● ASSIGNED TASK 1: Can you sum up the reply about the RCA and the Rabbanut in two sentences?
● ASSIGNED TASK 2: Could you pick up the reply about the RCA and the Rabbanut after its last sentence and keep writing?

● TEXT SECTION:
::::::::::
As to some of the authors’ other contentions:

Firstly, I do not “celebrate” the RCA gaining greater power. I merely observe that this is the case – an observation with which the authors concede they are "forced to agree."

Secondly, the RCA did not “stand by silently” as the Rabbanut “systematically discriminated against” Rabbi Avi Weiss and others. The RCA was actually engaged in discussions with the Rabbanut from the beginning. I was in attendance at the Knesset in November when the RCA and several MKs discussed the issue in an open forum. Throughout, the RCA’s realpolitik approach was to lobby the Rabbanut to accept its members, and that goal seems to have been reached – to the benefit of Rabbi Weiss, other RCA members, and their congregants. Regarding what various members wrote on blogs and Jewish news sites, I have demonstrated that the RCA’s “neutral” statement was in fact a plea to stop treating an essentially bureaucratic issue as a litmus test for recognition as an Orthodox rabbi. The RCA’s executive vice president, Rabbi Mark Dratch vouched for Rabbi Weiss’s reliability to attest to someone’s Jewishness, ideological disagreements notwithstanding.

I agree with the authors’ initial contention that the Rabbanut’s actions are “senseless and arbitrary,” not systematic. The initial decision about Rabbi Weiss seems to have been based on an ad-hoc decision based on the opinion of some anonymous rabbinic acquaintance of the new chief rabbis – apparently an officer of the RCA, but who was not acting in that capacity and, to my knowledge, remains unknown. All agree that this state of affairs is intolerable, which is why the RCA and Israeli organizations ITIM and Ne’emanei Torah Va’Avoda have proposed solutions. Each solution has its strong points and drawbacks, but each organization should be commended for attempting to impose some order on an arbitrary and capricious state of affairs.

Thirdly, the narrative about the Rabbanut that has been adopted by the authors and numerous others is that the Rabbanut must be reformed because it is becoming increasingly haredi. It is no accident that the current crescendo of anti-Rabbanut sentiment came on the heels of the election of chief rabbis backed by haredi parties and the defeat of Rabbi David Stav, considered the more open-minded of the Religious Zionist candidates.
::::::::::
● RECORD SET:
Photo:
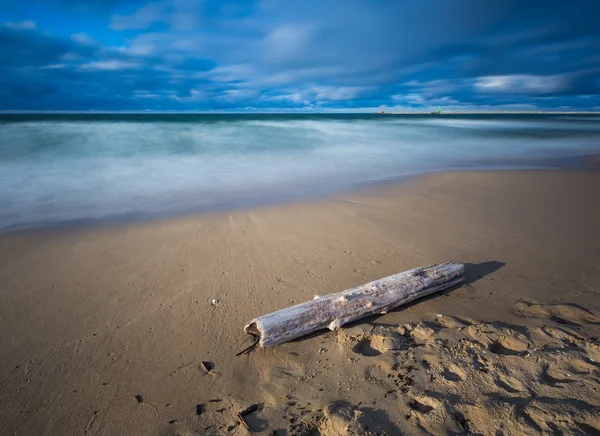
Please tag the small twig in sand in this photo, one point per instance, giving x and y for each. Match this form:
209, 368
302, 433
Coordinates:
247, 350
242, 422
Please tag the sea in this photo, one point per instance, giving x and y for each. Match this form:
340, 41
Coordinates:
78, 169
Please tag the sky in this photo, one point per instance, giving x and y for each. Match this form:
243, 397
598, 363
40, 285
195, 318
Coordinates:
291, 55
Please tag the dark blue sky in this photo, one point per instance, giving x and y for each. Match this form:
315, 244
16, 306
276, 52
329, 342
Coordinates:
312, 55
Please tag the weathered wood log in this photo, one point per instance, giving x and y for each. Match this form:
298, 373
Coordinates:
334, 310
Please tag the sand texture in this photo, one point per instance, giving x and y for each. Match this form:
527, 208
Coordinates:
112, 330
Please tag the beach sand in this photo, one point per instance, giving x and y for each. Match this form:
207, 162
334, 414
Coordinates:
103, 330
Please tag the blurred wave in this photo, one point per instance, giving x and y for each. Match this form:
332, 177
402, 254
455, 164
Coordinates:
63, 168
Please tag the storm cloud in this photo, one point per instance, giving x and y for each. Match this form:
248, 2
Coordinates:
313, 55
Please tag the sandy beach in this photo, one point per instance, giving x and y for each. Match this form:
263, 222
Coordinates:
103, 330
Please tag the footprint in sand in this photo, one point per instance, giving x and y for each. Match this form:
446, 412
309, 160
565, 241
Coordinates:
380, 340
423, 404
553, 375
513, 344
452, 322
453, 373
566, 314
561, 334
509, 384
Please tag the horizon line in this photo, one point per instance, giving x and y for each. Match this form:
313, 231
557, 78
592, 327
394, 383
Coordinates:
369, 112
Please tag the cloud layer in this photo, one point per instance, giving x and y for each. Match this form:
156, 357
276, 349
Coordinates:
315, 55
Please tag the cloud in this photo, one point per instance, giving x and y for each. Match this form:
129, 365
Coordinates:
108, 65
83, 39
142, 18
523, 83
23, 25
320, 54
289, 43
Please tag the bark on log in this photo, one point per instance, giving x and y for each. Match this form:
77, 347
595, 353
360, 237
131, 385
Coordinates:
334, 310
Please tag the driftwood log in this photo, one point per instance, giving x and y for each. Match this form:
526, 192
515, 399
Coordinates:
334, 310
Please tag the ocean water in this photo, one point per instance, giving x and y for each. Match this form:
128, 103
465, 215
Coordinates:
72, 168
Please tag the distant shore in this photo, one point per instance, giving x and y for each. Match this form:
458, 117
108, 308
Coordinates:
105, 328
489, 113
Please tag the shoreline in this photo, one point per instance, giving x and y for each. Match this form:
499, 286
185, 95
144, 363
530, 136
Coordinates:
106, 327
560, 163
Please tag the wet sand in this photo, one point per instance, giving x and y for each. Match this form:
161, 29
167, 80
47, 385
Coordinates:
104, 330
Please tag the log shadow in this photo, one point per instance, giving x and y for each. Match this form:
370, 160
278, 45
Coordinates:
476, 271
473, 272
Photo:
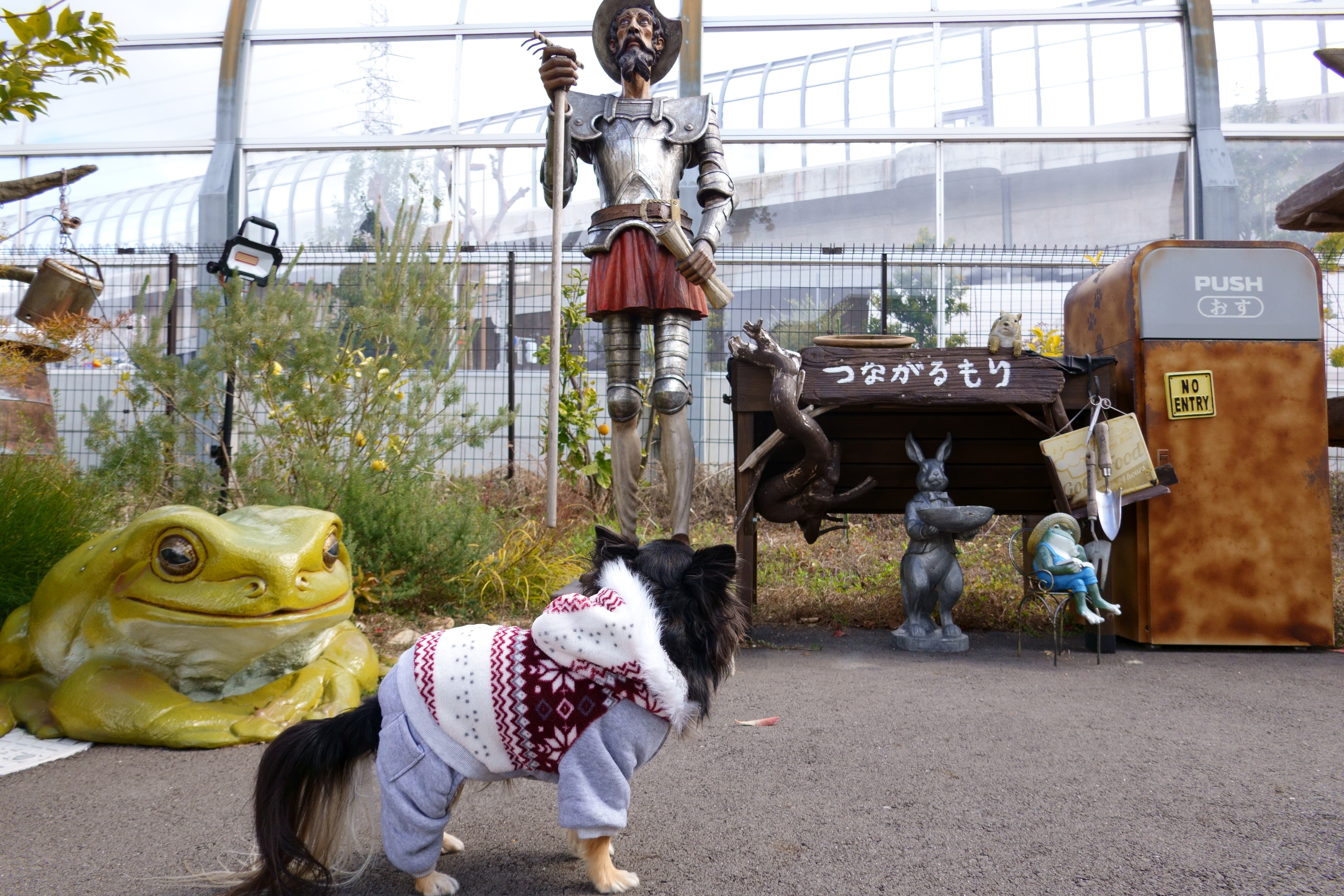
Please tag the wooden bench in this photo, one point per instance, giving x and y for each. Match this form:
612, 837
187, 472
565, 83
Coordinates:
997, 407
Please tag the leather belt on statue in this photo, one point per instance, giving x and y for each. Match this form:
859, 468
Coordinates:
652, 212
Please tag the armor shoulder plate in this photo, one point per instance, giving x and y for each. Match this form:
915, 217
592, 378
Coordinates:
587, 109
690, 117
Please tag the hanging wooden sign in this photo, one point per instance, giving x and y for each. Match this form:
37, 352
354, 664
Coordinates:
926, 377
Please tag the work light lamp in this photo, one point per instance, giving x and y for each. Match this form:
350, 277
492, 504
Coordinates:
247, 257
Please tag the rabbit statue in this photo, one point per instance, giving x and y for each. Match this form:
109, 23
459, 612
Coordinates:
931, 575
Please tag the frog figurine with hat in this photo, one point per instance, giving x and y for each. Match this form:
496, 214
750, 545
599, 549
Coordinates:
1062, 565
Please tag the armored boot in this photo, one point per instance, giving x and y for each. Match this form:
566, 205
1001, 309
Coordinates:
671, 396
624, 402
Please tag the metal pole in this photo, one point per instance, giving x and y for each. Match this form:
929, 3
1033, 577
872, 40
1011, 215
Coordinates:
226, 442
173, 318
884, 293
173, 309
1216, 180
553, 414
513, 407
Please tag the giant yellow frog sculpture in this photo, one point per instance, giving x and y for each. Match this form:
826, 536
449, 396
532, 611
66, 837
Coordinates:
186, 629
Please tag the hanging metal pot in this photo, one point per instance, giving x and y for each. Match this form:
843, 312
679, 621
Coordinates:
60, 289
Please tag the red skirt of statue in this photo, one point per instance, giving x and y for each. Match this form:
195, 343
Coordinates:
640, 277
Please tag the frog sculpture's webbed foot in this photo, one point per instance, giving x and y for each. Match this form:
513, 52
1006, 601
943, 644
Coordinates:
112, 702
1081, 607
28, 702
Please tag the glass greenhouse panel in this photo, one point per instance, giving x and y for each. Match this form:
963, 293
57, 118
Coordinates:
350, 89
334, 198
963, 6
829, 78
1064, 194
1267, 73
514, 83
131, 201
1082, 74
170, 95
1268, 171
354, 14
136, 18
792, 195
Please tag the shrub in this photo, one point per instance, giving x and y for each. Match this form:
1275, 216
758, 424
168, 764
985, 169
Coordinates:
46, 512
341, 402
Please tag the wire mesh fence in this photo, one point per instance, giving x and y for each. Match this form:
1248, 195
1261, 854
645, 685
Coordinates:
941, 297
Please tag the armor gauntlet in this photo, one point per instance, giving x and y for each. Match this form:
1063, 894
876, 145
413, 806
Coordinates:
572, 173
714, 190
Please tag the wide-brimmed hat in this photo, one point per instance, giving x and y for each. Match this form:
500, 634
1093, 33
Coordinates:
1066, 520
603, 25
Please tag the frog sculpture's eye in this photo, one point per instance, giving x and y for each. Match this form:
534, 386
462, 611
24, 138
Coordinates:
177, 557
331, 551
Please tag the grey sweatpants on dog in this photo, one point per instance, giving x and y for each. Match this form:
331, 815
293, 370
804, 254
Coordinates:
420, 769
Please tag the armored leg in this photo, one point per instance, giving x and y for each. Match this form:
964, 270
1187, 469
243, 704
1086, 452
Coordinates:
671, 394
624, 402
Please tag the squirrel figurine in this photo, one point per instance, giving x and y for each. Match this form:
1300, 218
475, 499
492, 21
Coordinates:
1006, 331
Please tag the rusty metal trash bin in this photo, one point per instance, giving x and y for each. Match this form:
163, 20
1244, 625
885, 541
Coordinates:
1221, 355
28, 417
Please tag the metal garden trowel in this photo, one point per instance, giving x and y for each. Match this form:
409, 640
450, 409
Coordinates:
1103, 504
1099, 554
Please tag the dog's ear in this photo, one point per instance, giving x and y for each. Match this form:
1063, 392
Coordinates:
611, 546
713, 570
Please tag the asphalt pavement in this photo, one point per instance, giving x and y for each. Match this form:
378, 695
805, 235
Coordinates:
1162, 772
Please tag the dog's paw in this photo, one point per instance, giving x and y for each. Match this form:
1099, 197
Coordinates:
436, 885
616, 882
577, 851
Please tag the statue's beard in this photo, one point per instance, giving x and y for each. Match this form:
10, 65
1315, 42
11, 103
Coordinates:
636, 61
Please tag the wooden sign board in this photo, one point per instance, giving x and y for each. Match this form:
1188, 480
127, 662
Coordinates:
1190, 394
1132, 469
948, 377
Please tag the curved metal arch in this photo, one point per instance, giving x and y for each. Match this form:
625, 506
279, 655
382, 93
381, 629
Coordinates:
173, 203
293, 189
318, 196
265, 198
144, 217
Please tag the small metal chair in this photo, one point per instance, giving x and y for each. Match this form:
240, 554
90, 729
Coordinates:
1033, 589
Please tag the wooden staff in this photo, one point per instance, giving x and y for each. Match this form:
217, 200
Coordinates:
553, 412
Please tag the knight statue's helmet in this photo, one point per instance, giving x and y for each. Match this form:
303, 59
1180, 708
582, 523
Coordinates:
603, 26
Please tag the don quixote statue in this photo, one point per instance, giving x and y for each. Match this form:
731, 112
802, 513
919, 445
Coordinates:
639, 146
::::::::::
● EXERCISE RESULT 1: The writer denies celebrating the RCA's growing power and rejects the charge that it stood by silently, saying it engaged the Rabbanut from the beginning and lobbied successfully for its members to be accepted, while its executive vice president, Rabbi Mark Dratch, vouched for Rabbi Weiss. The writer agrees that the Rabbanut's actions are senseless and arbitrary, commends the RCA, ITIM and Ne'emanei Torah Va'Avoda for proposing solutions, and observes that the current wave of anti-Rabbanut sentiment followed the election of chief rabbis backed by haredi parties.

● EXERCISE RESULT 2:
However, this narrative is doubly flawed. On one hand, control of the Rabbanut by haredi parties is but one symptom of structural flaws that would obtain even if Rabbi Stav had been elected. On the other hand, the new chief rabbis have moved the needle back toward moderation. To list just a few examples from the past few weeks, they have taken concrete measures to intensify sanctions against recalcitrant husbands, appoint rabbinical court judges willing to take action against recalcitrant husbands, appoint women as kashrut supervisors, improve the overall efficiency and transparency of a flagging kashrut system, instruct mikvah attendants not to interrogate their clients, and implement an interpretation of the laws of shemitta (the upcoming Sabbatical year) that takes farmers and the average consumer into consideration. Moreover, the current Knesset is drafting and passing laws to limit, decentralize, or take away the Rabbanut’s authority over various realms.

Finally, the authors interpret RCA deference to the Rabbanut as Modern Orthodoxy kowtowing to its haredi detractors instead of “recaptur[ing] its distinctive and independent voice.” Yet it is unrealistic to expect an association with as broad and diverse a membership as the RCA to articulate a unified vision of Modern Orthodoxy. That task is left to numerous capable individuals and institutions. Moreover, an ostensibly Modern Orthodox RCA working with an ostensibly haredi Rabbanut is no more inconsistent than working with any other arm of the Israeli government.

It’s called realpolitik.

Elli Fischer, writing from Israel, is a regular contributor to The Jewish Week.